Excerpted text:

==*==

In approaching the legal category of economic and social rights, I would consider how one can exert legal pressure on decision-makers in diverse scenarios.  First, I would survey the ways in which the duties to respect, protect and fulfil economic and social rights would alter the role of parliamentary committees and the drafting and preparation of legislation.  This would also require me to investigate current approaches to measuring and monitoring economic and social rights.

Second, I would examine the obligations that would be placed on policy-makers and bureaucrats.  An apt example is offered by South Africa: where administrative decision-makers must now act ‘reasonably’ in matters of economic and social rights.  This standard involves measures of procedural fairness, familiar to Australian administrative law, but also includes an explicit requirement that decision-makers do not ignore the interests of the most vulnerable in devising and implementing policies around housing or health care.

Third, I would explore the ways in which adjudication would be altered by legislated economic and social rights.  I would reject the Committee’s recommendations that such rights should, without further study, be taken off the adjudicative agenda.  I would instead get advice on how such rights may translate to a justiciable complaint, or otherwise figure as subjective entitlements to certain procedural protections, or as a principle to inform the interpretation of legislation and the common law.

==*==

Exercise goal:
Extend the text on economic and social rights, starting after its last sentence. The records that come next are separate material and have nothing to do with the text on economic and social rights.

==*==

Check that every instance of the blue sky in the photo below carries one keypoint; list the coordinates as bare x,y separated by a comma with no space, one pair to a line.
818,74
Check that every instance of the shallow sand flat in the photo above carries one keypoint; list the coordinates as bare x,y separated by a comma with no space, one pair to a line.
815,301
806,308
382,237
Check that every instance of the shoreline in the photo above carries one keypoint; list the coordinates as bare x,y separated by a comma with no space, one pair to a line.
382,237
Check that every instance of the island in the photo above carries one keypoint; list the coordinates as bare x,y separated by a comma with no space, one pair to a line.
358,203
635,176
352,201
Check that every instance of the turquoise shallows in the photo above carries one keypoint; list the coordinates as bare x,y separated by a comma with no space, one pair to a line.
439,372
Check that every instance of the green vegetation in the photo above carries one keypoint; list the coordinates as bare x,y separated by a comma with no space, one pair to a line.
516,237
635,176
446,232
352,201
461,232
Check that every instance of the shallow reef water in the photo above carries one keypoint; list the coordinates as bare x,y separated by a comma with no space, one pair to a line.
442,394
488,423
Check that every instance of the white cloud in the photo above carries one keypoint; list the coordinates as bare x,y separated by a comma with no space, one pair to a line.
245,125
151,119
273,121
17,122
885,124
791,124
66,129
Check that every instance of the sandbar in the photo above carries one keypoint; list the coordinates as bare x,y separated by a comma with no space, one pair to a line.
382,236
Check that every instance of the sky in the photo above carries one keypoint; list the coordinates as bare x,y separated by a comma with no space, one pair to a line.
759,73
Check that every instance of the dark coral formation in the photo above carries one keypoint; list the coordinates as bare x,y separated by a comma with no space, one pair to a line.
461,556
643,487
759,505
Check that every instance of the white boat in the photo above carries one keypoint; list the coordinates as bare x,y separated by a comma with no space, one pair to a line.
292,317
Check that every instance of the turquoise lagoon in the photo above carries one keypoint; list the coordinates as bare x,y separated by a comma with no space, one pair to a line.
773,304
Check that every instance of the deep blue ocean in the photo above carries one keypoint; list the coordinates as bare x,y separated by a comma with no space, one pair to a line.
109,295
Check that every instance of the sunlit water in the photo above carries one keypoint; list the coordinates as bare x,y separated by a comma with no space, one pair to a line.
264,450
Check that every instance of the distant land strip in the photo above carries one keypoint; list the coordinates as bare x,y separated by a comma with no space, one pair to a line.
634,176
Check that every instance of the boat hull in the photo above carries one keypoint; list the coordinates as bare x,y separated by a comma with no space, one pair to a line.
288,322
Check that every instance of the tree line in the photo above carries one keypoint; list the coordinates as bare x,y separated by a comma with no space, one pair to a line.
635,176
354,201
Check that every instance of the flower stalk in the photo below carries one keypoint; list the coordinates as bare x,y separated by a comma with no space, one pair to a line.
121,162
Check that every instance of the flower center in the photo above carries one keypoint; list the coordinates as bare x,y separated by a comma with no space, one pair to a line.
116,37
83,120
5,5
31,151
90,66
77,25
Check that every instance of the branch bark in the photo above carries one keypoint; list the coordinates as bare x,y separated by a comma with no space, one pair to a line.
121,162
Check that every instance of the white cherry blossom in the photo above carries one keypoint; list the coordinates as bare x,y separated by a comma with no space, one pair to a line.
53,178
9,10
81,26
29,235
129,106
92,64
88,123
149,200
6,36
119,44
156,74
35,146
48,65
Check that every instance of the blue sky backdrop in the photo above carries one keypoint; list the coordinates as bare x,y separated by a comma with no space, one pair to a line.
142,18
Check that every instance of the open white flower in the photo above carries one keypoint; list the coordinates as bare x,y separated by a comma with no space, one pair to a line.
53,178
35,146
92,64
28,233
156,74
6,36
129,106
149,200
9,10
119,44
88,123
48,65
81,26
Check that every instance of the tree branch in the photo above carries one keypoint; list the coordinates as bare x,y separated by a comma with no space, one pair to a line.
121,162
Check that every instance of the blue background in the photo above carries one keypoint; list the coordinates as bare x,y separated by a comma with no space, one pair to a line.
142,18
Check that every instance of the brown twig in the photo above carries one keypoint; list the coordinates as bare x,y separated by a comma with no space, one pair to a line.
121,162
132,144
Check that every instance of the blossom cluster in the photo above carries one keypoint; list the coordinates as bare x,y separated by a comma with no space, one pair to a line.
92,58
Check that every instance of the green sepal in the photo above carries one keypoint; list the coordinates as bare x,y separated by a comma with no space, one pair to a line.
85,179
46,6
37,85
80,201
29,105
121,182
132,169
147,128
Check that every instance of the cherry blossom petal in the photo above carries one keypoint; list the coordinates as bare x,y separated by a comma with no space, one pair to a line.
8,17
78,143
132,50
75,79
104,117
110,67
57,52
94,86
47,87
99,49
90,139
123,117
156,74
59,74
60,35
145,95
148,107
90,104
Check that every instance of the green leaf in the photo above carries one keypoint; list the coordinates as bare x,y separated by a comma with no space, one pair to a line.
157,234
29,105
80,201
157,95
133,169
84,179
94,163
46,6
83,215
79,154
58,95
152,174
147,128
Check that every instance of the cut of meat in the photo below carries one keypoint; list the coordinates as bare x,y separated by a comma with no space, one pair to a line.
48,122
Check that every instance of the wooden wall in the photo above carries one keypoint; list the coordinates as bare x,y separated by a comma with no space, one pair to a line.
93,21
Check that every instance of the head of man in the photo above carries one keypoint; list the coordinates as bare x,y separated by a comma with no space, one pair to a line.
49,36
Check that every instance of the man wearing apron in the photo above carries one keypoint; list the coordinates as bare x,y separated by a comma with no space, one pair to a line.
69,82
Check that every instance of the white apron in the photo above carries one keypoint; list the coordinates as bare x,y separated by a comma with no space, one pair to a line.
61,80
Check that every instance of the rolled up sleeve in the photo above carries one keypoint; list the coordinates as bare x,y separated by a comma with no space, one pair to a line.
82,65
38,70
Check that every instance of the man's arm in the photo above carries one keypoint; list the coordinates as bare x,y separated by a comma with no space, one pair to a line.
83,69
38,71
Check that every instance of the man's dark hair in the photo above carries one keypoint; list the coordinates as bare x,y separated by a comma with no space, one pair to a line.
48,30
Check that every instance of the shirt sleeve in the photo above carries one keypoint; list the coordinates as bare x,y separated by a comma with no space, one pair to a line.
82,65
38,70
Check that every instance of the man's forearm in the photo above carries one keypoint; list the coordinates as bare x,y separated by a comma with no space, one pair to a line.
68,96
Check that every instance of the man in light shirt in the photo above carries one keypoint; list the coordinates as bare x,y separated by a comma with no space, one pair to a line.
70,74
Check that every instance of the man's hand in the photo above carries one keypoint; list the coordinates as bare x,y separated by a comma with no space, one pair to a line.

==*==

The reply:
All of these issues will provoke more thinking and more action.  If my study finds that a change is needed in the prevailing judicial culture in Australia, I would increase the resources for ongoing judicial education, encourage the use of international and comparative materials by Australian courts and advocates, and perhaps think about the trajectory of judicial appointments in Australia in a more expansive way.

In all of my endeavours as Attorney-General, I would be encouraged by the view of many that the protection of economic and social rights leads to a renewal of democracy, rather than a restriction of it.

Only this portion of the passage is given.